▸ **JOBS**
a) In the protest comparison, what was the overall US unemployment rate in October 2011?
b) Pick up the protest comparison right after its last sentence and keep writing.

▸ **PASSAGE**
______________________________
A Comparison of Global Protests: Occupy Wall Street and the 1990s Anti-Globalisation Movement [Part 2: Differences]

Although Occupy Wall Street and the 1990s anti-globalisation protests do share similarities, the differences between them are especially noteworthy. These divergences show what developments have occurred in the relatively new area of global protests. Some of the main differences between these movements are listed below:

  • Context:  When the anti-globalisation protestors were agitating for change during the 1990s, the capitalist economic system was booming and employment was high. Although these protestors may have been displeased with the idea of inequality and poverty in third-world countries, many of these unpleasant realities did not directly affect their quality of life (Webb 74-75). However, the Occupy Wall Street protesters faced a far less favourable economic situation. According to the United States Bureau of Labour, the unemployment rate in June 1999 (the month in which the anti-globalisation protesters held their J18 Carnival Against Capital international demonstration) was 4.3%. The number of unemployed persons who were searching for their first job had fallen to 349,000 nationwide. The employment statistics for October 2011 (the month in which Occupy Wall Street’s 15-M synchronised global protests occurred) were far less pleasant. The overall unemployment rate stood at 9%. The number of unemployed new entrants into the job market had climbed to 1,293,000 nationwide. The anti-globalisation protests occurred in a period of sustained prosperity; the Occupy Wall Street protests occurred in the context of a prolonged economic recession. The differences between these environments may serve as an explanation for many of the divergences between the two movements which will be discussed below.
  • Size and Scope: The anti-globalisation protests were far smaller in size than the Occupy Wall Street movement, with protests only occurring in a handful of large cities during the decade. Furthermore, these cities, namely Seattle, Montréal, Genoa and London are all wealthy Western cities. By contrast, Occupy Wall Street protests have been held in 951 cities in 82 countries. Lists of these may be found here and here, although it is important to remember this data is user-submitted. Protests have been reported in smaller towns and in cities which do not play a major role in their country’s economy. Additionally, many of the protests occurred in non-Western nations and in developing nations, such as the countries of South America. OWS protests are far more widespread, and have managed to transcend cultural boundaries to a greater extent than the anti-globalisation movement, which remained confined to Western cities with a key role in the economy.
______________________________
▸ **RECORDS PROVIDED**

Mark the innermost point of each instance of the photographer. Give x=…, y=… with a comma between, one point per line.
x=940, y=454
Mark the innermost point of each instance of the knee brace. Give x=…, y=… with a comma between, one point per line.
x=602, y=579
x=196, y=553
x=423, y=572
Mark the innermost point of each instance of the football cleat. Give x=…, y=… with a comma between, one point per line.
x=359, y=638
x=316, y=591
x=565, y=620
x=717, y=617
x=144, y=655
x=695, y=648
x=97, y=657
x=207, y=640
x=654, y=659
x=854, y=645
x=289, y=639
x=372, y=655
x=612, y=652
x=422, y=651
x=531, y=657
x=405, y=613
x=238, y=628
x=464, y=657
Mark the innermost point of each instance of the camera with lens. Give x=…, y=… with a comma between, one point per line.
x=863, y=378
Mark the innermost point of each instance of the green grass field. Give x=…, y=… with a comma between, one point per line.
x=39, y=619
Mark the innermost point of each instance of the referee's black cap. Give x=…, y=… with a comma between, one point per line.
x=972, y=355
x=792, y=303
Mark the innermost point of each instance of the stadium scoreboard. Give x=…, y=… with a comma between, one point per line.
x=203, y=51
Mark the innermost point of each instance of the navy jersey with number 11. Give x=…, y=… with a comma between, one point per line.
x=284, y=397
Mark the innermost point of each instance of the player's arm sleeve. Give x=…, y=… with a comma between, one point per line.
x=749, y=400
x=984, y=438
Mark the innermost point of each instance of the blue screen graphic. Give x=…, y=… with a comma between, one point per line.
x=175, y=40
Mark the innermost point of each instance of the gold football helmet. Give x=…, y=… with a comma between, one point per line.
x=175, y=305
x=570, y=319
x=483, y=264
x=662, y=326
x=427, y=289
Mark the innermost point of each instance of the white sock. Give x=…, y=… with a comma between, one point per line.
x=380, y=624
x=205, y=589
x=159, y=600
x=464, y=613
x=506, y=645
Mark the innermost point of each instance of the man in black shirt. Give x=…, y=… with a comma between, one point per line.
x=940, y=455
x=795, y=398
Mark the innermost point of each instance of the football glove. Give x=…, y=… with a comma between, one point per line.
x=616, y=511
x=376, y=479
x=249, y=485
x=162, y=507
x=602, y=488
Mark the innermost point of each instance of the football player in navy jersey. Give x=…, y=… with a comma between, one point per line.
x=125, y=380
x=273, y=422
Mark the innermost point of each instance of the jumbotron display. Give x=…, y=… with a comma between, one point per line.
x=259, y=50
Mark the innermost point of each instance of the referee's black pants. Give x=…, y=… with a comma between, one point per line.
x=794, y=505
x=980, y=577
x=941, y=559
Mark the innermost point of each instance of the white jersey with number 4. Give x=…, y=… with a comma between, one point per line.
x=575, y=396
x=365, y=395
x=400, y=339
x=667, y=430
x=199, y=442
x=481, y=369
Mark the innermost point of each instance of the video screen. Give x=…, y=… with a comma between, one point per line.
______________________________
▸ **ANSWERS FOR THE TASKS**
a) 9%

b)
  • Strategy: The anti-globalisation protests occurred sporadically and were day-long events in which protestors gathered at a specific location, voiced their dissent, then went home. Occupy Wall Street protestors have typically remained encamped at the location of their protest until being forcefully removed by police.
  • Demands: The demands of Occupy Wall Street protestors are not clearly defined, which allows them to agitate for change in many areas. This makes the movement more adaptable, and it has been used as a platform by individuals and groups with many different agendas. OWS demands broad social change, and individuals within the movement have demanded education reform, political change, healthcare reform, immigration reform and many other issues. By contrast, anti-globalisation protestors confined the scope of their protests to economic matters. Therefore, their goals were far narrower, and the movement had more of a unified focus. Within the area of economic demands, the OWS protestors certainly seem to voice more radical demands than those expressed by the anti-globalisation protests. Perhaps this radicalisation is a result of desperation stemming from the economic downturn or, more likely, the large size and visible status of the movement –for, as Bill Wasik argues, a group which perceives itself to be powerful will act in a more extreme manner (Wasik 7). The anti-globalisation protestors opposed the particular manner in which capitalism was being used, not the idea of capitalism itself (Webb 74). However, there are visible elements of anti-capitalist thought among the OWS protestors, such as the Workers World Party.

An OWS protestor in New York City holds a sign reading "Capitalism is Organised Crime! This whole system has got to go."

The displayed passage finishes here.